● **ページ抜粋**:
*-*-*
ラディカルなメロディーの架け橋
シカゴを拠点とするインディーロック・トリオ、ライフガードのヴォーカル&ギタリストを務めるカイ・スレーター。20歳になる彼のソロ・プロジェクトが、シャープ・ピンズだ。12歳の頃に「狂ったような音を出せる楽器が必要だ」と手にした日本製のギターから始まった彼の熱意は、本当に眩しい。彼は地元シカゴに根差すDIYコミュニティ、Halo GalloのメンバーでありHalo Galloのジンを中心となって制作する。ジンの制作やライヴ企画を通じてアーティスト同士が支え合う活動は、ホースガール、フリコ、ポスト・オフィス・ウィンターなど若い世代の登場へと確実に繋がってきた。近頃ではスレイターと共演した、TV Buddha、The Private Eye、トム・ヘンリー(Tom Henry)といったアーティストがアンダーグラウンド・シーンから頭角を現しているようにも思える。
ちなみにスレーターの制作するジンは、コンピューターを使わずタイプライターでの文字打ちとトナー印刷を重ねるという徹底ぶりだ。そう思うと、ライフガードの6月にリリースされるデビュー・アルバム『Ripped and Torn』というタイトルも興味深い。彼らが好きだと話すトニー・ドレイトンによるパンク・ファンジン(最初のパンク・ファンジンの一つとされる)と同名だからだ。
カイ・スレーターの明確な拘りは、『Radio DDR』のサウンドにも大きく反映されている。けれど決して、リファレンスを再現したままにせず、自分のスタイルとして再構築する。それは彼の愛する60年代のロック、パンク、70年代後半のモッズ・リバイバルといったバンドの影響のなかで浮かび上がる、口ずさみたくなるようなメロディーが顕著だ。
オープニング曲「Every Time I Hear」ではジャラジャラと乾いたギターリフ、さらにはシンバルからタムまで柔軟に動き回るビートが絡み合う。こうしたエッジの効いたトーンや音の動きは、彼がつねに影響を受けていると話す、ザ・フーのサウンドが垣間見えるだろう。そして「You Don’t Live Here Anymore」で静かなヴァースを繰り返し歌ったあとに訪れる、グロッケンシュピールのような輝く音色。このメロディーを主軸にハーモニーを重ねていくサイケデリックな展開は、切なくも愛らしいのだがスレーターのソングライティング力恐るべし、という気持ちにもなってしまう。さらに、彼が優れたメロディーメイカーであることを示す本作のラスト曲「With a Girl Like Mine」。たった4つのコードによる弾き語り曲なのだが、クリスマスソングのような哀愁を帯びていて物語性に溢れている。少しのリヴァーブなどを使用して奥行きを広げているとしても、この情緒豊かなヴォーカル・メロディーは素晴らしい。むしろ、自身の歌声を抑制することで、メロディーとコード進行をさらに生かしている。
*-*-*
(データセットからの抜粋)
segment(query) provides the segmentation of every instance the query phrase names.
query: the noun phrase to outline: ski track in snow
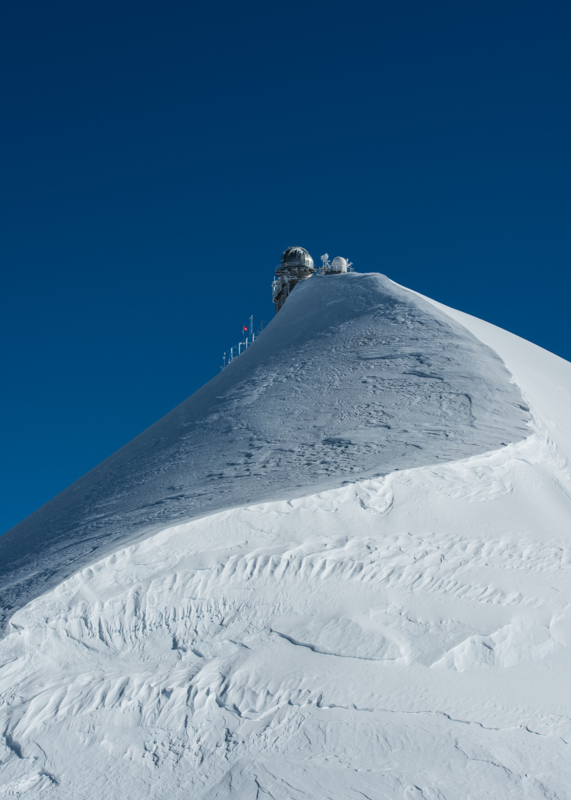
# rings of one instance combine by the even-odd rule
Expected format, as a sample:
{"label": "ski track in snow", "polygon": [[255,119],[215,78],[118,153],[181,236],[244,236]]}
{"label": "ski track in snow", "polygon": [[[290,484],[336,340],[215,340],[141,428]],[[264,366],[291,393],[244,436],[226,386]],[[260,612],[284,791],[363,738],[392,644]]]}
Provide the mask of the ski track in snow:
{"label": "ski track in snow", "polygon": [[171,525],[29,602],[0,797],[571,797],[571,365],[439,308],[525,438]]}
*-*-*
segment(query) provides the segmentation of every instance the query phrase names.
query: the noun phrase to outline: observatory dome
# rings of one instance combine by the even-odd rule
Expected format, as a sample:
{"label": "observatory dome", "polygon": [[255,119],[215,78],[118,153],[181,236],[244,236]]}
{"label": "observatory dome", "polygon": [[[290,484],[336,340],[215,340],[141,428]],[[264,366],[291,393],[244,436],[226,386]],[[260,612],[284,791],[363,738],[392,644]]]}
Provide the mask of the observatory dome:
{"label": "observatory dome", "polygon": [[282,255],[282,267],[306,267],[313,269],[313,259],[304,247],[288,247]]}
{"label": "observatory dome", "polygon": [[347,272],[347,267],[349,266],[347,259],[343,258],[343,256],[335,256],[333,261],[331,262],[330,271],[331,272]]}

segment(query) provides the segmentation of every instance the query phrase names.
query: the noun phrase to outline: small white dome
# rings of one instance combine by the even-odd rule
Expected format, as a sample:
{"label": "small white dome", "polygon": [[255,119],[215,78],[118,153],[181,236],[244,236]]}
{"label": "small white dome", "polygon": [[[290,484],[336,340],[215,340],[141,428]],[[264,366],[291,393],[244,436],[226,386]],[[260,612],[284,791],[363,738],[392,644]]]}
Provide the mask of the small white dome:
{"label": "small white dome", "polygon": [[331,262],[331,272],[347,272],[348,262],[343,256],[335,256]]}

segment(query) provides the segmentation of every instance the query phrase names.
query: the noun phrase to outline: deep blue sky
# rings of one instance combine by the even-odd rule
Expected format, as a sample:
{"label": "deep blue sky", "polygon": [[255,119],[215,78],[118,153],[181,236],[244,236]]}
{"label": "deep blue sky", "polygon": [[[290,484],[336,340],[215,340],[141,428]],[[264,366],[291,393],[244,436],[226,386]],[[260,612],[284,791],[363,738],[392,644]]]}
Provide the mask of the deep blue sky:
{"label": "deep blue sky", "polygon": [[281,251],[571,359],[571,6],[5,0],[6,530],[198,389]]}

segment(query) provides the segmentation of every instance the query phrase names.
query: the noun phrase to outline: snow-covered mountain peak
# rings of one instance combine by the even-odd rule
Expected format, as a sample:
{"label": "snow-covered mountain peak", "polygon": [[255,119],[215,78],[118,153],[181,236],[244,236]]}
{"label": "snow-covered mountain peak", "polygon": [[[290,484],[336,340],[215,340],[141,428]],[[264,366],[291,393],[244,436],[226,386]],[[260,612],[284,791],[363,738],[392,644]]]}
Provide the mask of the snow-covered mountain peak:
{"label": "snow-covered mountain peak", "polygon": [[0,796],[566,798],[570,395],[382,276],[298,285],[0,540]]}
*-*-*
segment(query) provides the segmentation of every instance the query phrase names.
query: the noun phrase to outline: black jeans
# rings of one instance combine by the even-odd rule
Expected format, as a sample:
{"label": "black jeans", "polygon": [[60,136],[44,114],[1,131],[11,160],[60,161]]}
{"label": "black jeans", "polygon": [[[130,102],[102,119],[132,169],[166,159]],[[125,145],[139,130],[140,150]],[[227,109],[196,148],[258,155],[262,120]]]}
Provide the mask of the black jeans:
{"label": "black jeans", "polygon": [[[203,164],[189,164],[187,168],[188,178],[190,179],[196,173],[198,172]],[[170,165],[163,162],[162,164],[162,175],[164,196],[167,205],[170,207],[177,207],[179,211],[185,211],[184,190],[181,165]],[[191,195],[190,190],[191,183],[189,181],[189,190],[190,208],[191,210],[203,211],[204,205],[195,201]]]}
*-*-*
● **取り組む問題**:
a – 記事について、次の問いに答えてください。
(i) カイ・スレーターが12歳の頃に手にしたギターはどこの国製ですか?
(ii) ライフガードが6月にリリースするデビュー・アルバムのタイトルは何ですか?
(iii) 「With a Girl Like Mine」はいくつのコードによる弾き語り曲ですか?
b – エントリーの中で、文字列「small」を含む行は何行ありますか? 大文字と小文字を区別し、数だけを答えてください。

● **解答全文**:
a –
(i) 日本製
(ii) 『Ripped and Torn』
(iii) 4つ

b – 5